— Exercise aim —
From the records below, copy out each line that contains the word "locomotive".

— Input for this task —
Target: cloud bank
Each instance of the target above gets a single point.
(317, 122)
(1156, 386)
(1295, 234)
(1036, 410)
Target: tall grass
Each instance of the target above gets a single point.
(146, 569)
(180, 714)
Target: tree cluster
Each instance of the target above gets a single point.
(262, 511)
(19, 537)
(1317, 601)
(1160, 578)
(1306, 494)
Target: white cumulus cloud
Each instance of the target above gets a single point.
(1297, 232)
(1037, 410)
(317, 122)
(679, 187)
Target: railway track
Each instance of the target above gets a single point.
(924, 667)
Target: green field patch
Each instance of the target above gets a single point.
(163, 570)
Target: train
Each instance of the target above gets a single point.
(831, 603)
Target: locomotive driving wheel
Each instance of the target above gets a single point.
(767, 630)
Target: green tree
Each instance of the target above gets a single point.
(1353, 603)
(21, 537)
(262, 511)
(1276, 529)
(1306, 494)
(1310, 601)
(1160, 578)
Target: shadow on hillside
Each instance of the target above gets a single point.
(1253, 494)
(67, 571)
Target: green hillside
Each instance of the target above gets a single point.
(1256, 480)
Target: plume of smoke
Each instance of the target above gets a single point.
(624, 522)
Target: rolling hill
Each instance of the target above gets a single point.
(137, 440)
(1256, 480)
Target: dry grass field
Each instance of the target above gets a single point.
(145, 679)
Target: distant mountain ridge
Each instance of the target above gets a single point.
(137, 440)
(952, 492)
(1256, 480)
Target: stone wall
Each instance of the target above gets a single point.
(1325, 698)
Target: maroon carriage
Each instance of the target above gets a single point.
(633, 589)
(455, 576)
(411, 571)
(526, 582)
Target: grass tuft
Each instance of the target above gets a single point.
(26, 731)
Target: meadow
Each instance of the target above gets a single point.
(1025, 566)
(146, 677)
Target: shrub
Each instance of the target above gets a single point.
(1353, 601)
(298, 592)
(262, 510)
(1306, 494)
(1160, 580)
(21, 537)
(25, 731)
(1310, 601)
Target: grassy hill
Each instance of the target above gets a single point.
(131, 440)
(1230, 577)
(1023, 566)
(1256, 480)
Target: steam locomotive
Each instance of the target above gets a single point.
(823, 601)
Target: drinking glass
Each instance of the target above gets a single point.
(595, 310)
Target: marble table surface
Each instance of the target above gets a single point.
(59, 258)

==

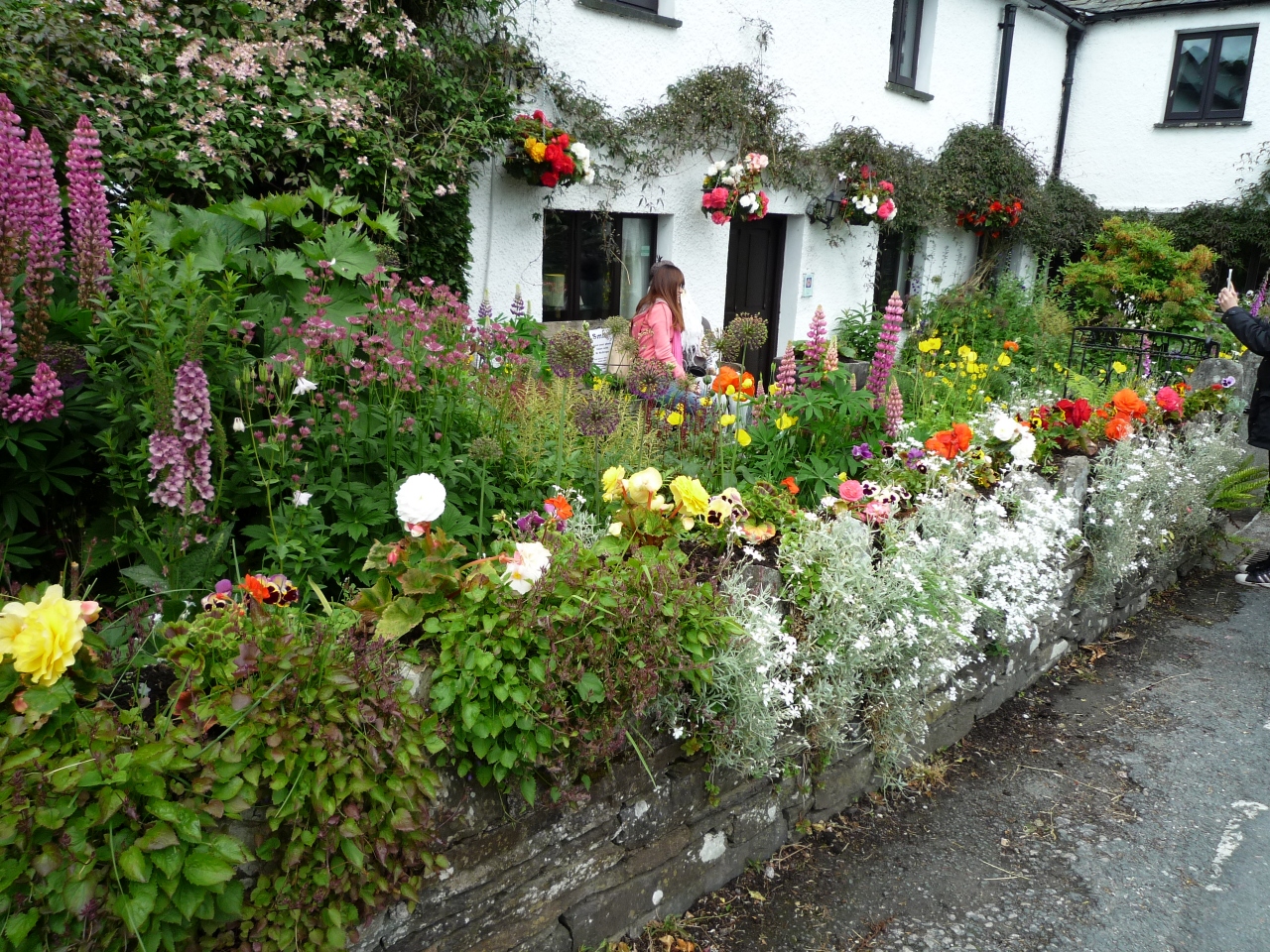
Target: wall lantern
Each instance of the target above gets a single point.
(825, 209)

==

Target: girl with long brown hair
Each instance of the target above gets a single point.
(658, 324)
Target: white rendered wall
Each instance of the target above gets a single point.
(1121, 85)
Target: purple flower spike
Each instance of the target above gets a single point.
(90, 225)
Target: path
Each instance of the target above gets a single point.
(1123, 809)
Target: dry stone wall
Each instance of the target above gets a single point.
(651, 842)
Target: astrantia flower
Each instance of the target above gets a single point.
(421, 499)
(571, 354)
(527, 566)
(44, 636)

— Solved problem —
Target: locomotive driving wheel
Target: steam locomotive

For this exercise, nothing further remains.